(Collected data entries)
Start of Block
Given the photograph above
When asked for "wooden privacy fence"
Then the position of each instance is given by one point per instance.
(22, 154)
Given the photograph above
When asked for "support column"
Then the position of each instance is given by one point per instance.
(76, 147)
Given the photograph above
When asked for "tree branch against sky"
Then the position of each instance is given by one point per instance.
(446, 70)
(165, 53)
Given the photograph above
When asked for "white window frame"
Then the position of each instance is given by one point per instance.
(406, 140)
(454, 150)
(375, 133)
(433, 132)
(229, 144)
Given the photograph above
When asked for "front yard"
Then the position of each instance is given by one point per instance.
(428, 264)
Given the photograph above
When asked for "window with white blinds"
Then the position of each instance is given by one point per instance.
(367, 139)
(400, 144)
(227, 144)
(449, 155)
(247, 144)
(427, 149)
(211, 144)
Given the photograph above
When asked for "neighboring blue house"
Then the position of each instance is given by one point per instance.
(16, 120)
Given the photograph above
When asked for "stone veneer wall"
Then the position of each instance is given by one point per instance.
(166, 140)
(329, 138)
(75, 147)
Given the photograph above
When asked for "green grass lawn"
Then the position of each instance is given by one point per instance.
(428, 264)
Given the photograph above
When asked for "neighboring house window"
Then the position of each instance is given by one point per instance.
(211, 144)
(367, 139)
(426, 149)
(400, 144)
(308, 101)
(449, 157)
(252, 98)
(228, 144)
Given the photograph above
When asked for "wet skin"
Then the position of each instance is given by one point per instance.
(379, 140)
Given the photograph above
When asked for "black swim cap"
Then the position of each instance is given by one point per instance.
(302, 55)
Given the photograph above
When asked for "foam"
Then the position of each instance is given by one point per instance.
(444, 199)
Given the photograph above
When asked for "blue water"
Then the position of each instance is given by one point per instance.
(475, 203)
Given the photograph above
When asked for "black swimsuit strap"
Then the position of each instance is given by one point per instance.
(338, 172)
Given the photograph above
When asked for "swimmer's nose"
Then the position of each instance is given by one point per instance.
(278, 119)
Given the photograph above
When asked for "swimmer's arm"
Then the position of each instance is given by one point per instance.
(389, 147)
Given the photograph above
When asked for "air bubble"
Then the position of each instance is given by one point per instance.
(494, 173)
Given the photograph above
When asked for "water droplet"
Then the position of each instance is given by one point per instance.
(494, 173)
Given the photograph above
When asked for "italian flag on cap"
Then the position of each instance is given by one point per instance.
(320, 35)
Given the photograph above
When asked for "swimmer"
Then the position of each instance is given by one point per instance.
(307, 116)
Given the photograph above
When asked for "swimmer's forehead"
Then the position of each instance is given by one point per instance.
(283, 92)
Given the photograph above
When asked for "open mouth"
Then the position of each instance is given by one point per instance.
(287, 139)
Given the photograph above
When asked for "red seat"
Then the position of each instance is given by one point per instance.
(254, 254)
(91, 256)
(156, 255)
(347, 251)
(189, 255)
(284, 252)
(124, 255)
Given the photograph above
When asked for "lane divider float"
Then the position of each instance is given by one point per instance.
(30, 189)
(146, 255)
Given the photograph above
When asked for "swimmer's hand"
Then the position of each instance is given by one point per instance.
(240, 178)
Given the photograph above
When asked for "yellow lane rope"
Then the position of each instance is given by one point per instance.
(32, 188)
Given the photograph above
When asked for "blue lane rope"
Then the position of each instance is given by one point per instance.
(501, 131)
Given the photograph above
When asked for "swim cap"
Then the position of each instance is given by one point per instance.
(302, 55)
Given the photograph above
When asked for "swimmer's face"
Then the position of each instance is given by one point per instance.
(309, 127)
End of Block
TASK BRIEF.
What is needed here is an exact copy of all the records above.

COMPLETED TASK.
Given the photograph above
When asked for "wooden privacy fence"
Then the position of each instance is given by one point per instance.
(22, 154)
Given the photograph above
When asked for "support column"
Then the position of each instance is given by one point per instance.
(76, 147)
Given the photograph above
When asked for "tree branch against sky"
Then the position of each instance is given by one point per instance.
(446, 70)
(165, 53)
Given the photograph above
When asked for "white window frame"
Then the position of each instance is given by one point per instance.
(406, 140)
(454, 150)
(375, 133)
(433, 132)
(229, 144)
Given the photograph above
When asked for "front yard"
Then the position of each instance is given by one point per instance.
(428, 264)
Given the photograph above
When asked for "window with white blinds"
Then the position of each instance is given by one point per instance.
(367, 139)
(400, 144)
(227, 144)
(449, 155)
(247, 144)
(427, 149)
(211, 144)
Given the photograph above
When asked for "neighboring blue house"
Then the position of each instance is given by one point per instance.
(16, 120)
Given the photograph above
When asked for "stone veneer wall"
Then the position of each instance is given by one point per instance.
(166, 140)
(329, 138)
(75, 147)
Given the photograph above
When asked for "green grass lawn"
Then the position of each instance is given by one point per instance.
(428, 264)
Given the photograph above
When asked for "neighboring house window"
Then the position of each instance is given by one point per instance.
(211, 144)
(367, 139)
(426, 149)
(400, 144)
(308, 101)
(449, 157)
(252, 98)
(228, 144)
Given the photograph above
When asked for "wet skin"
Then the position of each instance is given by one point per instance.
(379, 140)
Given the photograph above
When asked for "black swim cap"
Then the position of each instance is given by one point per instance.
(302, 55)
Given the photograph above
When asked for "foam"
Then the position of each instance is given by one point per instance.
(444, 199)
Given the photograph above
When asked for "blue water"
Then the position of each instance is given by one point per instance.
(475, 203)
Given the photograph above
When asked for "black swimsuit strap"
Then the position of each instance is given by one point per instance.
(338, 172)
Given the photograph above
When asked for "swimmer's nose"
Then the position of each instance is given by one point per instance.
(278, 119)
Given the photograph above
When asked for "swimmer's arm"
Then the position of each instance is given by one point per instance.
(389, 147)
Given the photograph above
When asked for "air bubble"
Then the position of each instance is given by one point per instance.
(494, 173)
Given the photograph above
When asked for "water droplet"
Then the position of each instance is given by one point per instance.
(494, 173)
Given the photograph above
When asked for "italian flag on cap"
Then the position of each instance is given by one point per instance.
(320, 35)
Given the photograph above
When asked for "swimmer"
Then the position of each instance is given by one point per instance.
(307, 116)
Given the photograph above
When asked for "swimmer's forehead"
Then the position of each instance is given by one point per instance.
(283, 92)
Given the photograph above
When asked for "open mouth"
Then the position of each instance is given by one point per instance.
(287, 139)
Given the photograph above
When asked for "red seat"
Then the position of each instance is given by one point per instance.
(254, 254)
(91, 256)
(156, 255)
(347, 251)
(189, 255)
(284, 252)
(124, 255)
Given the photograph above
When asked for "lane divider float"
Then the position of each instance is given by one point per instance.
(30, 189)
(146, 255)
Given the photograph above
When asked for "swimmer's hand"
Then the position of each instance is given by one point per instance.
(240, 178)
Given the photograph above
When asked for "yellow lane rope"
Then the position of each instance is given by one point per instance.
(32, 188)
Given the photograph above
When asked for "blue lane rope"
Then the position of each instance is given by one point per instance.
(501, 131)
Given the photograph above
When asked for "swim cap"
Then the position of each instance is given by one point per instance.
(302, 55)
Given the photograph above
When asked for "swimmer's face"
Then the position of each instance is given by one point per instance.
(309, 127)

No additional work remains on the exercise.